## REQUIREMENTS
• a. Translate this sentence from the rest-break ruling summary below into Spanish: "ABM employed security guards at residential, retail, office, and industrial sites throughout California, with a number of guards at each site."
• b. Based on the rest-break ruling summary below, answer yes or no to each statement and quote the words that decide it: (i) The California Supreme Court issued its ruling on December 22, 2016. (ii) The California Court of Appeal upheld the trial court's decision. (iii) The trial court awarded the guards $50 million.
• c. Pick up the rest-break ruling summary below after its last sentence and write the paragraph that comes next.

## QUOTED PASSAGE
====================

The California Supreme Court holds that California wage and hour laws prohibit on-duty and on-call rest breaks.
On December 22, 2016, the California Supreme Court ruled that California “employers must relieve their employees of all duties and relinquish any control over how employees spend their break time” during legally required rest breaks. Augustus v. ABM Security Services, Inc., No. S224853, Supreme Court of California (December 22, 2016). In so doing, the court reinstated a $90 million judgment for a class of security guards, ruling that ABM Security Services unlawfully subjected employees to its control by requiring them to remain on-call during rest breaks by carrying pagers and radio phones and responding to calls when needed.
ABM employed security guards at residential, retail, office, and industrial sites throughout California, with a number of guards at each site. It required guards to remain vigilant during rest breaks through pagers and radio phones to respond in case of emergency or need for service. A class of security guards sued ABM alleging that the company violated state law by failing to provide them with rest breaks, because they were required to carry the pagers and radio phones during breaks.
The trial court certified a class and then granted summary judgment on the rest break claim in favor of the guards, concluding that ABM’s policy subjected the guards to ABM’s control in a manner that rendered a rest break indistinguishable from the rest of the workday. The court reasoned that because the guards were always under ABM’s control and obligated to perform work, they never received a rest break. Ultimately, the trial court awarded the guards $90 million in statutory damages, interest, and penalties, including a one-hour rest break premium for each day a guard worked. The California Court of Appeal reversed the trial court, holding that that state law does not require employers to provide off-duty rest breaks, and that “simply being on call,” without more, does not constitute performing work.
The California Supreme Court granted review on two issues: (1) whether Cal. Labor Code Section 226.7 coupled with California Wage Order 4-2001 (Wage Order 4) requires off-duty rest breaks; and (2) whether employers may require employees to remain on-call during rest breaks.

====================

## DATA EXCERPT
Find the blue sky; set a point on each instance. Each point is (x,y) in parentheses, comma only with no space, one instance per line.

====================

## THE REPLIES
• a. ABM empleaba guardias de seguridad en sitios residenciales, comerciales, de oficinas e industriales en todo California, con varios guardias en cada sitio.

• b.
(i) Yes: "On December 22, 2016, the California Supreme Court ruled"
(ii) No: "The California Court of Appeal reversed the trial court"
(iii) No: "the trial court awarded the guards $90 million in statutory damages, interest, and penalties"

• c.
Employers Must Provide Off-Duty Rest Breaks
In a unanimous opinion, the court concluded the Labor Code and Wage Order 4 require off-duty rest breaks. Relying on the majority opinion in Brinker Restaurant Corp., v. Superior Court, 53 Cal. 4th 1004, 1038-39 (2012), the court reasoned that because the Labor Code prohibits employers from requiring “any employee to work during any meal and rest break mandated” by applicable IWC wage orders and applies the premium-pay remedy in identical fashion to both meal and rest breaks, it can be inferred that “employers’ responsibilities are the same for meal and rest period.” The court, therefore, concluded that employers must relieve employees of all duty and relinquish all control over how employees spend their time during rest breaks.
The court also analyzed the applicable language on meal and rest breaks in applicable Wage Orders. Because the applicable Wage Order includes language authorizing on-duty meal breaks in narrow circumstances in subdivision 11(A), but no language authorizing on-duty rest breaks in subdivision 12(A), the court found that rest breaks must always be off-duty. Finally, the court reasoned that the Wage Order’s provision prohibiting deduction of wages for rest breaks would be pointless unless employees are relieved from all duties during rest breaks.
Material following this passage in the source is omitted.